▶ _To be done_
Copy out the listing below word for word, leaving the pictures out.

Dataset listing
══════════════════════════════

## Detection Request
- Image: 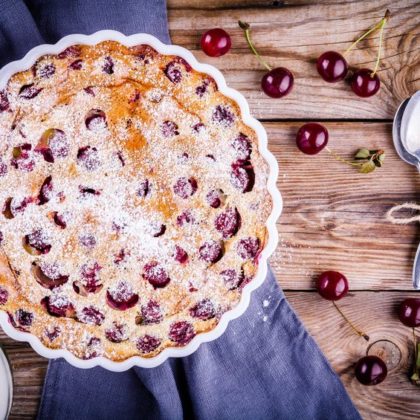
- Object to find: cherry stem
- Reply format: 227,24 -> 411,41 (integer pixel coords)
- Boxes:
333,301 -> 369,341
325,147 -> 363,167
238,21 -> 271,71
371,10 -> 390,77
344,10 -> 391,55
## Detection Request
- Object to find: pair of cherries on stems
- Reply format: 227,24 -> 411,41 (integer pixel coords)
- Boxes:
316,10 -> 391,98
316,271 -> 388,385
201,25 -> 294,98
316,271 -> 420,386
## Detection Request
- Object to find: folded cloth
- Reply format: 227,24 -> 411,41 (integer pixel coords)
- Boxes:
0,0 -> 360,420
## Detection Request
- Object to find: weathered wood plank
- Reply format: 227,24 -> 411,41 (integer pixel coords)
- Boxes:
265,122 -> 420,290
0,292 -> 420,419
169,0 -> 420,119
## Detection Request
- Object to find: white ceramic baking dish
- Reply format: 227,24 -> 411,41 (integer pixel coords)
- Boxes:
0,30 -> 282,372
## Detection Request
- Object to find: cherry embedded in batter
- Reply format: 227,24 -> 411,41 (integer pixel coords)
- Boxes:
10,143 -> 35,172
236,237 -> 261,260
77,306 -> 105,325
140,300 -> 163,325
169,321 -> 195,346
41,294 -> 76,318
0,90 -> 10,112
105,321 -> 128,343
200,28 -> 232,57
106,281 -> 139,311
214,207 -> 241,239
173,177 -> 198,199
23,229 -> 51,255
220,268 -> 244,290
136,334 -> 161,354
143,261 -> 170,289
38,176 -> 53,206
174,245 -> 188,264
199,241 -> 224,264
0,286 -> 9,305
19,83 -> 42,99
190,299 -> 216,321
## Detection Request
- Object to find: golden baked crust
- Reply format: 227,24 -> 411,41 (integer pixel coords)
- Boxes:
0,41 -> 271,361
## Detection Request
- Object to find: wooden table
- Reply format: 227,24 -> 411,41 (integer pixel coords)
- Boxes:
0,0 -> 420,419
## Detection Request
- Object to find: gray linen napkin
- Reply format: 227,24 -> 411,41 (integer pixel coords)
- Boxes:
0,0 -> 360,420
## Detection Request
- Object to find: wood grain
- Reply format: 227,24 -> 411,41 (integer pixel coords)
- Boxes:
169,0 -> 420,119
265,122 -> 420,290
0,292 -> 420,419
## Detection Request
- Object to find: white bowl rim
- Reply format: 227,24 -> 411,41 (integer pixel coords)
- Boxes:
0,30 -> 283,372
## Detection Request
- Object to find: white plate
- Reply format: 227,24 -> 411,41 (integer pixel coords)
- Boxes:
0,30 -> 283,372
0,348 -> 13,419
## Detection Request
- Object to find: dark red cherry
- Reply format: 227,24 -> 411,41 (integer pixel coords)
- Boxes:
143,261 -> 170,289
174,177 -> 197,199
230,161 -> 255,193
32,262 -> 69,290
354,356 -> 388,385
77,146 -> 101,171
137,179 -> 150,198
77,306 -> 105,325
176,210 -> 195,227
236,237 -> 260,260
38,176 -> 53,205
316,51 -> 348,83
0,90 -> 10,112
136,334 -> 161,354
316,271 -> 349,300
102,57 -> 114,74
24,229 -> 51,255
261,67 -> 294,98
206,189 -> 226,209
36,63 -> 55,79
174,245 -> 188,264
212,105 -> 235,127
296,123 -> 328,155
19,83 -> 42,99
41,294 -> 76,318
106,281 -> 139,311
201,28 -> 232,57
190,299 -> 216,321
199,241 -> 224,264
0,286 -> 9,305
220,268 -> 244,290
73,262 -> 103,296
140,300 -> 163,325
105,321 -> 128,343
169,321 -> 195,345
10,143 -> 35,172
399,298 -> 420,328
69,60 -> 83,70
351,69 -> 381,98
44,327 -> 61,342
214,207 -> 241,239
14,309 -> 34,329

══════════════════════════════

▶ _Full output_
## Detection Request
- Image: 
- Object to find: cherry stem
- Reply format: 227,24 -> 411,41 (integer pixel coords)
- Boxes:
333,301 -> 369,341
325,147 -> 363,167
238,21 -> 271,71
371,10 -> 390,77
344,10 -> 391,55
## Detection Request
- Object to find: pair of cherries on stems
- Reply format: 227,24 -> 411,41 (integer pixel coords)
- Boxes:
316,10 -> 391,98
316,271 -> 388,385
201,25 -> 294,98
316,271 -> 420,386
## Detection Request
- Object to find: folded cloth
- Reply format: 227,24 -> 411,41 (integer pixel coords)
- Boxes:
0,0 -> 360,420
## Detection Request
- Object to find: weathered wood plank
- Reply format: 227,24 -> 411,41 (integer pixel coords)
- Boxes:
265,122 -> 420,290
0,292 -> 420,419
169,0 -> 420,119
## Detection Request
- Object to find: white ceramic baking dish
- Reply format: 227,24 -> 411,41 (integer pixel coords)
- Boxes:
0,30 -> 282,372
## Detection Request
- Object to find: cherry embedded in batter
- Reply format: 227,24 -> 411,41 (integer pixel coords)
- Boxes:
10,143 -> 35,172
236,237 -> 261,260
77,306 -> 105,325
140,300 -> 163,325
169,321 -> 195,346
41,294 -> 76,318
0,90 -> 10,112
105,321 -> 128,343
200,28 -> 232,57
106,281 -> 139,311
214,207 -> 241,239
173,177 -> 198,199
23,229 -> 51,255
220,268 -> 244,290
136,334 -> 161,354
143,261 -> 170,289
38,176 -> 53,206
174,245 -> 188,264
199,241 -> 224,264
0,286 -> 9,305
19,83 -> 42,99
190,299 -> 216,321
## Detection Request
- Object to find: golden baked crust
- Reply format: 227,24 -> 411,41 (integer pixel coords)
- Boxes:
0,41 -> 271,361
## Detection Request
- Object to find: wooden table
- Reply format: 227,24 -> 411,41 (integer pixel coords)
- Boxes:
0,0 -> 420,419
## Detection Request
- Object to find: gray linen napkin
- Reply format: 227,24 -> 411,41 (integer pixel coords)
- Boxes:
0,0 -> 360,420
## Detection Request
- Object to find: wood grain
- Reply format: 227,24 -> 411,41 (integer pixel coords)
- Boxes:
169,0 -> 420,119
265,122 -> 420,290
0,292 -> 420,419
## Detection Request
- Object to find: white bowl rim
- Reply format: 227,24 -> 411,41 (integer pixel coords)
- Boxes:
0,30 -> 283,372
## Detection Request
- Object to find: white plate
- Reply format: 227,24 -> 411,41 (integer pixel coords)
- Boxes:
0,30 -> 283,372
0,348 -> 13,419
## Detection Request
- Object to find: dark red cherry
- Reply format: 227,24 -> 411,41 (integer pixel coords)
- Boxes:
143,261 -> 170,289
174,177 -> 197,199
230,161 -> 255,193
32,262 -> 69,290
354,356 -> 388,385
77,146 -> 101,171
137,179 -> 150,198
77,306 -> 105,325
176,210 -> 195,227
236,237 -> 260,260
38,176 -> 53,205
316,51 -> 348,83
0,90 -> 10,112
136,334 -> 161,354
316,271 -> 349,300
102,57 -> 114,74
24,229 -> 51,255
261,67 -> 294,98
206,189 -> 226,209
36,63 -> 55,79
174,245 -> 188,264
212,105 -> 235,127
296,123 -> 328,155
19,83 -> 42,99
41,294 -> 76,318
106,281 -> 139,311
201,28 -> 232,57
190,299 -> 216,321
199,241 -> 224,264
0,286 -> 9,305
220,268 -> 244,290
73,262 -> 103,296
140,300 -> 163,325
105,321 -> 128,343
169,321 -> 195,345
10,143 -> 35,172
399,298 -> 420,328
69,60 -> 83,70
351,69 -> 381,98
44,327 -> 61,342
214,207 -> 241,239
14,309 -> 34,329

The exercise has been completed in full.